[Sorular ve Görevler]
• A. Aşağıdaki ifadeler TÜSİAD haberiyle uyuşuyor mu? Her biri için evet ya da hayır deyin ve karar veren sözleri haberden aynen aktarın.
(i) Boyner'e göre Orta Vadeli Mali Program'ın açıklanması, 2011-2013 dönemiyle ilgili belirsizliği azalttığı için iş dünyasını memnun etti.
(ii) Gemi inşa sanayisi toplantısını denizcilik bankaları düzenledi.
(iii) Çalışmanın bulgularına göre sektörün birincil önceliği istihdam kaybını gidermek.
• B. TÜSİAD haberinin devamını, son cümleden sonrasını yazın.
#### Metin Parçası ####
Tüsiad Başkanı Boyner: 'Orta Vadeli Program'ın Açıklanması İş Dünyası İçin Memnuniyet Verici'
Türk Sanayicileri ve İşadamları Derneği (TÜSİAD) Yönetim Kurulu Başkanı Ümit Boyner, Orta Vadeli Mali Program'ın açıklanmış olmasının iş dünyası için en azından 2011-2013 dönemine ilişkin belirsizliği azaltması açısından memnuniyet verici olduğunu söyledi
Türk Sanayicileri ve İşadamları Derneği (TÜSİAD) Yönetim Kurulu Başkanı Ümit Boyner, Orta Vadeli Mali Program'ın açıklanmış olmasının iş dünyası için en azından 2011-2013 dönemine ilişkin belirsizliği azaltması açısından memnuniyet verici olduğunu söyledi.
TÜSİAD'ın düzenlediği "Gemi İnşa Sanayii: Dünyadaki Eğilimler ve Türkiye" başlıklı toplantının açılışında konuşan Boyner, gemi inşa sanayisinin, küresel durgunluk öncesinde, bazı ülkelerin on yıllarca gerçekleştirdikleri çalışmalarla ulaşabildikleri seviyede başarılı bir marka olma noktasına geldiğini kaydetti.
Finansman krizinin özellikle denizcilik bankalarını etkilemesi ve gemi değerlerinin düşmesine paralel olarak sektörde bir finansman sorunu baş gösterdiğini ifade eden Boyner, "Çalışmamızın bulguları gemi inşa sanayisinin birincil önceliğinin finansman maliyeti sorunlarının çözülmesi olduğunu göstermektedir. Kriz döneminde büyük istihdam kaybına uğrayan sektörün kriz öncesi potansiyeline ulaşması için ekonomik ve sosyal politikalar uygulanması gerekmektedir" dedi.
#### Veriler ####
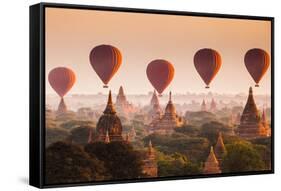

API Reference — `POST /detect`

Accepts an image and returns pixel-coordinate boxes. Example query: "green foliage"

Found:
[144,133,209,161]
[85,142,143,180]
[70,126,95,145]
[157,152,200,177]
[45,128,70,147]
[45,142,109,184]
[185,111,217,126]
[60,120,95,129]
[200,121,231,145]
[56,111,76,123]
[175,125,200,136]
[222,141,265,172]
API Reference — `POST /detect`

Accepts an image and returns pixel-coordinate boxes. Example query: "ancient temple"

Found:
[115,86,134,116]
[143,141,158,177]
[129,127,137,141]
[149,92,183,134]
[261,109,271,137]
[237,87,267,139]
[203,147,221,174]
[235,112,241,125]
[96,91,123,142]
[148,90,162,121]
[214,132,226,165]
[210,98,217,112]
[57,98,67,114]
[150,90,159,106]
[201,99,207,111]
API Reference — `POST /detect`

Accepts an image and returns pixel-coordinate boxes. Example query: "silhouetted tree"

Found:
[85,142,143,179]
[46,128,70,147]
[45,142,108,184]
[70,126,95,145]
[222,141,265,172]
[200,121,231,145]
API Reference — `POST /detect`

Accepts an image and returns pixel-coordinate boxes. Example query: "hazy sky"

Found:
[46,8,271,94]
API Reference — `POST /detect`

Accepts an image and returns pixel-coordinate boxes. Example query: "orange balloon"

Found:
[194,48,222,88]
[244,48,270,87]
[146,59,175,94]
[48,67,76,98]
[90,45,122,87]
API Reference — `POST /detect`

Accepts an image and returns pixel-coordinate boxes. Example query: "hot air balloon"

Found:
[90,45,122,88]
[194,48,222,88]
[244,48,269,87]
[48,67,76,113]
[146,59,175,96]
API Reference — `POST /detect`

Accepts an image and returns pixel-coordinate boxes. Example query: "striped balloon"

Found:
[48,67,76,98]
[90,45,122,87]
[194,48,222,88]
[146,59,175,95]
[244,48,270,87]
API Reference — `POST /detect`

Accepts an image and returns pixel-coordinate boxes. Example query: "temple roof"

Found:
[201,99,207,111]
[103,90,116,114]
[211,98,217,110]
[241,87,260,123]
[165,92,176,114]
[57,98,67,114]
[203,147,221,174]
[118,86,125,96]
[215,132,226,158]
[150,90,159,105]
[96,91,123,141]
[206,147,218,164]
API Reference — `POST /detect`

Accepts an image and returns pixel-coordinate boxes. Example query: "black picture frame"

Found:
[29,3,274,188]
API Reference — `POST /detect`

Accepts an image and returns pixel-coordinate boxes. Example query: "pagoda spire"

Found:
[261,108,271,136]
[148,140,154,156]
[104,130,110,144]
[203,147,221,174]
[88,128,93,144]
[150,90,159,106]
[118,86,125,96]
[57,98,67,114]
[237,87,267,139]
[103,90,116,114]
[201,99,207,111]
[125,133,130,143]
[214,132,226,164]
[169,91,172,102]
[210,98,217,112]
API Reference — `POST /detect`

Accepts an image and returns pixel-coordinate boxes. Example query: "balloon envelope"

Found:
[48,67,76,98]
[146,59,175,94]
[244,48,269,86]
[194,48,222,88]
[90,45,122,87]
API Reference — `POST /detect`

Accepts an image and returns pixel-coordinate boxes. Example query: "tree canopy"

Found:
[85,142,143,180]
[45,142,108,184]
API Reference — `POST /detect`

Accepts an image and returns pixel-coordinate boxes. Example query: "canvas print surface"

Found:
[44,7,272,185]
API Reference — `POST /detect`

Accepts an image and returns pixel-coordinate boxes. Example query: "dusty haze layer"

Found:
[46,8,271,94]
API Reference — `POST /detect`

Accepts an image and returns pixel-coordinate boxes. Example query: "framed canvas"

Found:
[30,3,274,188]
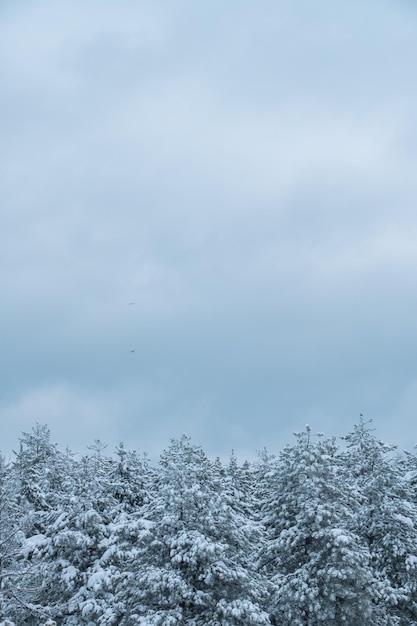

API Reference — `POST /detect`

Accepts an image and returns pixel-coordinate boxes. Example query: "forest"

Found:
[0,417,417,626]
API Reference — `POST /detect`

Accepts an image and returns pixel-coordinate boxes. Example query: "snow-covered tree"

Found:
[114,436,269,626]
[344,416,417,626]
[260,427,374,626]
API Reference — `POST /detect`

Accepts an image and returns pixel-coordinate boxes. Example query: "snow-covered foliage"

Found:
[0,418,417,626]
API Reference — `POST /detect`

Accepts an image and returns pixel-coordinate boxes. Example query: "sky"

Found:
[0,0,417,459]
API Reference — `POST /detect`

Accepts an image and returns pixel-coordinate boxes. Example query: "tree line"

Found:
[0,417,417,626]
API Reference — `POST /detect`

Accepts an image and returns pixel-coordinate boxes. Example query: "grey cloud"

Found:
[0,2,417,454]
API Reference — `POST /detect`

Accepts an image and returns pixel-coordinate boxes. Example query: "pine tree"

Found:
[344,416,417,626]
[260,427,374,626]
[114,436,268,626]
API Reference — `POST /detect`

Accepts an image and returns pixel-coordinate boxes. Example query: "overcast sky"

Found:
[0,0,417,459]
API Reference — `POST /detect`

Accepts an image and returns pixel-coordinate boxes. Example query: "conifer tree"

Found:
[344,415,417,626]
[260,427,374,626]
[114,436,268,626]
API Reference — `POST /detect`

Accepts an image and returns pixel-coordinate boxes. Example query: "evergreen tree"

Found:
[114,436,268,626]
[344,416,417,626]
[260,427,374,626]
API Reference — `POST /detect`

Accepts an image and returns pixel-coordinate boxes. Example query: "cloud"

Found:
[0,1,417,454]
####
[Cevap Anahtarı]
• A.
(i) Evet: "en azından 2011-2013 dönemine ilişkin belirsizliği azaltması açısından memnuniyet verici olduğunu söyledi"
(ii) Hayır: "TÜSİAD'ın düzenlediği "Gemi İnşa Sanayii: Dünyadaki Eğilimler ve Türkiye" başlıklı toplantının"
(iii) Hayır: "gemi inşa sanayisinin birincil önceliğinin finansman maliyeti sorunlarının çözülmesi olduğunu göstermektedir"

• B.
Orta Vadeli Mali Program'ın açıklanmış olmasının iş dünyası için en azından 2011-2013 dönemine ilişkin belirsizliği azaltması açısından memnuniyet verici olduğunu belirten Boyner şunları söyledi:
"Orta vadeli mali programda 2010 yılı büyüme beklentisinin yüzde 3.5'tan yüzde 6.8'e revize edilmiş olması beklenen bir gelişmedir. 2010 sonrasındaki döneme ilişkin hedeflenen büyüme oranları da üretim fonksiyonlarındaki iyileşmenin devam edeceğinin sinyallerini vermektedir. Bu kapsamda bütçe açığının bu yıl için 50 milyar TL'den 44 milyar TL'ye revize edilmesi ve 2011 ve sonrası için de azalan bir trend içerisinde ele alınması, bütçe istikrarı yönlü kaygıları hafifletici niteliktedir.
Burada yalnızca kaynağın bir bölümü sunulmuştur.